• Written instruction:
Swap "bounding box" for "enclosing rectangle" in every entry below, and copy the rest of the lines as they are.

• Stored data:
[BEGIN]

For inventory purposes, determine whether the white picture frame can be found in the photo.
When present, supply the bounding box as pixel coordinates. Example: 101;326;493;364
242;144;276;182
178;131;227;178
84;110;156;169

[END]

• Expected answer:
For inventory purposes, determine whether the white picture frame can be found in the photo.
When present, supply the enclosing rectangle as pixel coordinates. Example: 101;326;493;364
242;144;276;182
178;131;227;178
84;110;156;169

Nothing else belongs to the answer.